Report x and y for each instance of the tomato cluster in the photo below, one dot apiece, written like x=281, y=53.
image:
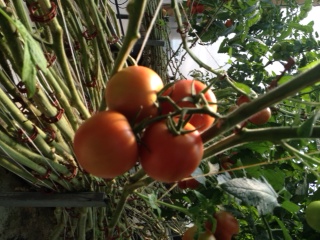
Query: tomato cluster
x=226, y=226
x=136, y=127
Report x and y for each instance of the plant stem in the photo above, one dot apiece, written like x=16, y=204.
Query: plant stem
x=246, y=110
x=272, y=134
x=168, y=205
x=128, y=189
x=58, y=46
x=135, y=9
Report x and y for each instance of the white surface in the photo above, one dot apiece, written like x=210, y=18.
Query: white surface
x=208, y=54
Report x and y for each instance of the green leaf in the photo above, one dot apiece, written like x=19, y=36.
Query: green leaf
x=28, y=75
x=243, y=87
x=309, y=66
x=153, y=203
x=33, y=55
x=303, y=28
x=284, y=229
x=305, y=130
x=290, y=206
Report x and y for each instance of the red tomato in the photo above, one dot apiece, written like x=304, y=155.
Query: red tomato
x=261, y=117
x=190, y=183
x=105, y=145
x=227, y=225
x=133, y=92
x=228, y=23
x=183, y=93
x=167, y=157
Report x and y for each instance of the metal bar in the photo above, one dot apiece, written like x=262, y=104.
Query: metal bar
x=38, y=199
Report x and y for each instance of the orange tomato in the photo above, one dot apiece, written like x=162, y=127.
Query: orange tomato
x=133, y=92
x=105, y=145
x=167, y=157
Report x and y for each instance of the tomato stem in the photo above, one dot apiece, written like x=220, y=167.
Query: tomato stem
x=128, y=189
x=174, y=207
x=272, y=134
x=245, y=111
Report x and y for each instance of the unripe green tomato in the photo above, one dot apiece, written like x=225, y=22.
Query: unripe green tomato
x=313, y=215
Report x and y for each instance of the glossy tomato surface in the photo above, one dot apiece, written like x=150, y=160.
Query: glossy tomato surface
x=133, y=92
x=169, y=158
x=182, y=93
x=105, y=145
x=189, y=183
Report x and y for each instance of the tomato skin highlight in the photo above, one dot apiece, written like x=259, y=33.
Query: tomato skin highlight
x=105, y=145
x=133, y=92
x=186, y=88
x=190, y=183
x=169, y=158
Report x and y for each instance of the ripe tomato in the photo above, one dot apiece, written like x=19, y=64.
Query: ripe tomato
x=228, y=23
x=133, y=92
x=313, y=215
x=259, y=118
x=167, y=157
x=105, y=145
x=190, y=183
x=183, y=93
x=227, y=226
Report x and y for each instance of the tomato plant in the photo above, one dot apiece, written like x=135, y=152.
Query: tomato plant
x=133, y=92
x=313, y=215
x=105, y=145
x=260, y=117
x=226, y=225
x=185, y=93
x=189, y=233
x=189, y=183
x=168, y=157
x=228, y=23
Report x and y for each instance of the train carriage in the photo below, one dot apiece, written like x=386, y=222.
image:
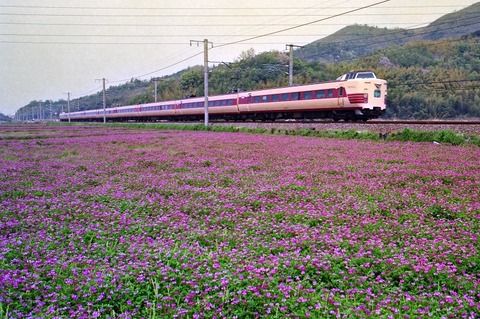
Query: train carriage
x=357, y=95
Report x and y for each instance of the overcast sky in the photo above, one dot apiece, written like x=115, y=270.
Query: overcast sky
x=51, y=47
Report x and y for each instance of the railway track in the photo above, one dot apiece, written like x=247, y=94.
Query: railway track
x=370, y=122
x=379, y=126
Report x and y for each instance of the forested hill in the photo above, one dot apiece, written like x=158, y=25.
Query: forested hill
x=354, y=41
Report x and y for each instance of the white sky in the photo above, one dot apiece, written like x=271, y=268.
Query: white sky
x=50, y=47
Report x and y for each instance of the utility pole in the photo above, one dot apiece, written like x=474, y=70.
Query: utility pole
x=68, y=105
x=290, y=72
x=205, y=68
x=104, y=101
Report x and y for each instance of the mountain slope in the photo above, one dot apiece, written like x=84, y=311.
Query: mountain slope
x=355, y=41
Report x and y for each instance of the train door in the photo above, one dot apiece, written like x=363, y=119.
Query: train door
x=341, y=96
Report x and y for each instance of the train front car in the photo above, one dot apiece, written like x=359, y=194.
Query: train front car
x=366, y=95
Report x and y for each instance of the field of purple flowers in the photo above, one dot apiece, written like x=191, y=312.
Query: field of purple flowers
x=121, y=223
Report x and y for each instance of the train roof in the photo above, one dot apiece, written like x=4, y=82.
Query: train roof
x=357, y=74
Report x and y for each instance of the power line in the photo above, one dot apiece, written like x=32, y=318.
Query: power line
x=219, y=15
x=202, y=8
x=304, y=24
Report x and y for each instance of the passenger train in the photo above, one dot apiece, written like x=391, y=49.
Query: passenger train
x=356, y=95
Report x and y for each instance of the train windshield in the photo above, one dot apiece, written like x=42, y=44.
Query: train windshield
x=365, y=75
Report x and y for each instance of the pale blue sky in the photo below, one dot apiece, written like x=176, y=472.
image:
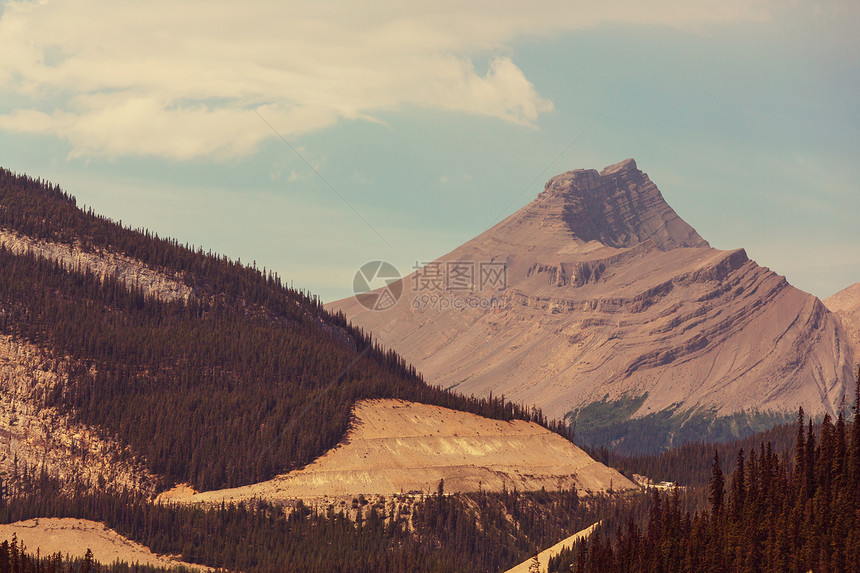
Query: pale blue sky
x=434, y=124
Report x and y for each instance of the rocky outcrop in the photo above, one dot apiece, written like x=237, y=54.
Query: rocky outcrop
x=104, y=264
x=846, y=306
x=33, y=437
x=610, y=295
x=396, y=446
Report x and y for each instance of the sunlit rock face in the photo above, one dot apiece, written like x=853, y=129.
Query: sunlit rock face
x=610, y=296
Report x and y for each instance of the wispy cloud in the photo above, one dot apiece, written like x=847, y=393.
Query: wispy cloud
x=184, y=80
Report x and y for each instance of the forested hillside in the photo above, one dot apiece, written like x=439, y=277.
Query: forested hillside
x=792, y=513
x=245, y=379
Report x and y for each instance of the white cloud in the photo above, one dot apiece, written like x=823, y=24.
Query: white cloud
x=183, y=80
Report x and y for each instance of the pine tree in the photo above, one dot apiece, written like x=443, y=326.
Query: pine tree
x=717, y=486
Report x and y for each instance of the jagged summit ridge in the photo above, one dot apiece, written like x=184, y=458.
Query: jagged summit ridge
x=618, y=207
x=611, y=296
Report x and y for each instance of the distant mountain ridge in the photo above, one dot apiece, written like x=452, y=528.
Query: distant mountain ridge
x=616, y=311
x=130, y=361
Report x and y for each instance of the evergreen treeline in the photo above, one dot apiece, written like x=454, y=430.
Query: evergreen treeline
x=791, y=513
x=245, y=380
x=15, y=558
x=434, y=534
x=690, y=464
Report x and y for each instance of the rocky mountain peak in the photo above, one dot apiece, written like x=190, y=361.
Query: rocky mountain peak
x=618, y=206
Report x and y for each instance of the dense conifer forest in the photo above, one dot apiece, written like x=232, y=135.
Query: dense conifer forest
x=781, y=513
x=437, y=533
x=245, y=380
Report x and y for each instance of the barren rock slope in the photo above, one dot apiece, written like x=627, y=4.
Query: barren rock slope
x=73, y=537
x=396, y=446
x=609, y=294
x=846, y=306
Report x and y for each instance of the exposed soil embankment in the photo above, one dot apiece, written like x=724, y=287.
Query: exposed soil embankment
x=396, y=446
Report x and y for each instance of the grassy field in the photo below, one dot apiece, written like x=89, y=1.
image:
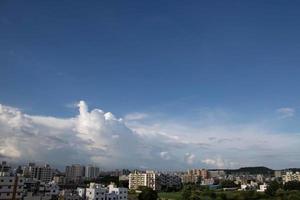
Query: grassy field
x=170, y=195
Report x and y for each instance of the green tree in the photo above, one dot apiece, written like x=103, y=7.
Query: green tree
x=272, y=188
x=186, y=192
x=292, y=185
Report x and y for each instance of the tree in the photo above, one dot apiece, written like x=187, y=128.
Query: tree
x=292, y=185
x=272, y=188
x=186, y=192
x=147, y=194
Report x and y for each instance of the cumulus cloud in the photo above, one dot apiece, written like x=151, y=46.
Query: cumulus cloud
x=102, y=138
x=135, y=116
x=165, y=155
x=219, y=162
x=286, y=112
x=92, y=136
x=189, y=158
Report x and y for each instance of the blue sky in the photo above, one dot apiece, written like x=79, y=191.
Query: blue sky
x=173, y=60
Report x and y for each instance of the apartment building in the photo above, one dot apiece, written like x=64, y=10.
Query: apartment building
x=75, y=173
x=290, y=176
x=11, y=187
x=153, y=180
x=95, y=192
x=149, y=179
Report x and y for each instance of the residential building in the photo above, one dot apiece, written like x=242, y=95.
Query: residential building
x=290, y=176
x=149, y=179
x=119, y=193
x=69, y=195
x=169, y=181
x=59, y=179
x=95, y=192
x=11, y=187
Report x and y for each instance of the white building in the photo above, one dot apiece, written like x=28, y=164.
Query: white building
x=149, y=179
x=169, y=180
x=69, y=195
x=11, y=187
x=290, y=176
x=120, y=193
x=42, y=173
x=75, y=173
x=96, y=192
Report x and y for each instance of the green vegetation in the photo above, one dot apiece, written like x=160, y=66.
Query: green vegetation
x=147, y=194
x=275, y=191
x=230, y=195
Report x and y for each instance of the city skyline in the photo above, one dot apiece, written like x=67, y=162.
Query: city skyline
x=152, y=85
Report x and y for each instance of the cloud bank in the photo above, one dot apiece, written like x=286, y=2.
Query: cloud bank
x=141, y=140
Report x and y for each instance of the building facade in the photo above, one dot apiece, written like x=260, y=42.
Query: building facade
x=11, y=187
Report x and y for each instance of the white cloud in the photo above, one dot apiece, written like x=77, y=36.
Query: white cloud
x=135, y=116
x=165, y=155
x=189, y=158
x=286, y=112
x=219, y=162
x=100, y=137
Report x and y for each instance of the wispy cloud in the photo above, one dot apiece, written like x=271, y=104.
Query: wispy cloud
x=135, y=116
x=143, y=140
x=286, y=112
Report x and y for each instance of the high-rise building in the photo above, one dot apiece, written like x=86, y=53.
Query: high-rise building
x=91, y=172
x=75, y=173
x=290, y=176
x=149, y=179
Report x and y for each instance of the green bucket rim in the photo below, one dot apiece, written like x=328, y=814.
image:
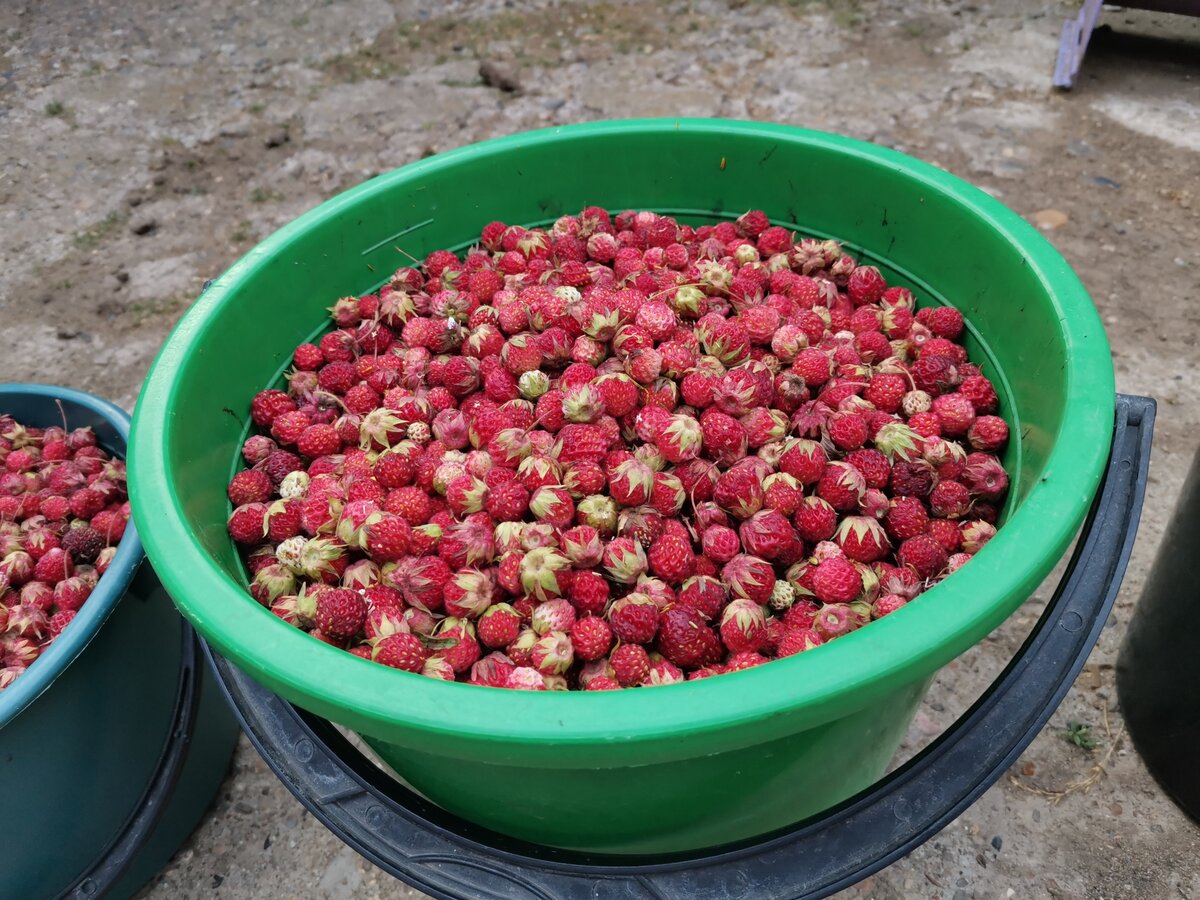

TASK STATEMENT
Repeat the listing above up to and including the line with "Report x and y for each instance of the plant", starting from its first line. Drop any pictures.

OUTPUT OF THE EXERCISE
Report x and y for each instance of the tomato cluster in the photo below, one dot apiece, written like x=281, y=53.
image:
Query: tomato cluster
x=226, y=226
x=136, y=127
Report x and y for each instance of the plant stem in the photo above, one dot apiece, written like x=16, y=204.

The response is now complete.